## BEGIN Quoted text

July 9, 2014

Karstadt merry-go-round keeps on turning

Eva-Lotta Sjöstdet (photo: Karstadt)
Eva-Lotta Sjöstedt: Couldn't get the man in the background to define his colours
Now that didn't last long, did it? Eva-Lotta Sjöstedt's brief, but heart-warming guest appearance as chief executive of troubled German department store chain Karstadt has come to a dramatic end. After only five months, the likeable Swedish lady has thrown in the towel. The announcement of her sudden departure on Monday came with bitter recriminations against principal owner Nicolas Berggruen.

The former IKEA executive had always looked a somewhat naive figure in a trade dominated by ruthless middle-aged men. She tried to give a human touch to the thankless task of reviving the ailing fortunes of the high street retailer. Whereas previous top management seemed remote and aloof members of the international jet set, Sjöstedt demonstratively manned the tills and tried to relate to Karstadt's long-suffering staff.

Sjöstedt's brief tenure at the helm is now over. The bitterness in her departing letter is palpable, and the wording is damning.

Words full of foreboding

After having obtained "full knowledge of the economic fundamentals", she writes that "the prerequisites for the path I had wanted to take no longer exist". Sjöstedt claims that Berggruen had promised "full support for my strategy and investment plans for the 83 (Karstadt) department stores", implying that this had now been withdrawn.

## END Quoted text
## BEGIN Stored records

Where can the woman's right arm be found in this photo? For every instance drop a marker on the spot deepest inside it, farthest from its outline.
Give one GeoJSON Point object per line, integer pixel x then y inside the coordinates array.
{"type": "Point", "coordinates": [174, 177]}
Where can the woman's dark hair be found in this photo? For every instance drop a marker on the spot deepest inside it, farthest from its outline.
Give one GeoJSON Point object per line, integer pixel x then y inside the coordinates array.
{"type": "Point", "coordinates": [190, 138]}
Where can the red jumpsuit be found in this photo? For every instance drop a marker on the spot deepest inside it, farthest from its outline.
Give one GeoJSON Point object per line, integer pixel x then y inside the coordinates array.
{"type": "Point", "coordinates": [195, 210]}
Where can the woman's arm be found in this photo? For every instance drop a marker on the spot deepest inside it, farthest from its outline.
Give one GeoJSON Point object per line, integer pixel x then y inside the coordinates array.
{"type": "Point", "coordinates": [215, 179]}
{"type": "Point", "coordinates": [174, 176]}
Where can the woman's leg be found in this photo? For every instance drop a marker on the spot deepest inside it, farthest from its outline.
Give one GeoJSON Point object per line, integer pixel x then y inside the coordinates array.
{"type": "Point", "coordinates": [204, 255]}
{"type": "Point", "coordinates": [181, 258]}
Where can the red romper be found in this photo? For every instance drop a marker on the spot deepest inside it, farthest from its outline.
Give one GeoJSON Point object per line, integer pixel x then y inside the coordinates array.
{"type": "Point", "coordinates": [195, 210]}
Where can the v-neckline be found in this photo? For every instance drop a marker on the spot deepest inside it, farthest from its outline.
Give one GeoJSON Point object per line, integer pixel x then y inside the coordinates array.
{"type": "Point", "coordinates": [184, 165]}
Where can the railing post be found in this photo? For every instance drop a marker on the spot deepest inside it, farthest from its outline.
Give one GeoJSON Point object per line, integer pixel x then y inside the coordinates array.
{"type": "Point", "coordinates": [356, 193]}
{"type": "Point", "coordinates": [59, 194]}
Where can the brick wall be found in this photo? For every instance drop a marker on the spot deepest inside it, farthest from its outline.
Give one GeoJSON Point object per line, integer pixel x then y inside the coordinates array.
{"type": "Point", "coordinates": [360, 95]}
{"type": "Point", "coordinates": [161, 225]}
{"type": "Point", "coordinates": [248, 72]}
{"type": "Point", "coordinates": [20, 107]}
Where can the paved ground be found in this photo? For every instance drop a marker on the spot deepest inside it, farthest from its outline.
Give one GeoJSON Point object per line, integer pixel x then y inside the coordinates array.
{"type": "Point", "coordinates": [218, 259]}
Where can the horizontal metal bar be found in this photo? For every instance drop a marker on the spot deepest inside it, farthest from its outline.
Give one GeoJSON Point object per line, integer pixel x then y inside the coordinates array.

## END Stored records

**Exercise set:**
a: Translate this sentence from the Karstadt article into German: "Sjöstedt's brief tenure at the helm is now over."
b: Convert the stretch of the listing from the line containing "Where can the horizontal" through the end of the listing into a JSON list of strings, one string per line, leaving out blank lines.

**Outputs for the tasks:**
a: Sjöstedts kurze Amtszeit an der Spitze ist nun vorbei.

b:
[
  "Where can the horizontal metal bar be found in this photo? For every instance drop a marker on the spot deepest inside it, farthest from its outline.",
  "Give one GeoJSON Point object per line, integer pixel x then y inside the coordinates array."
]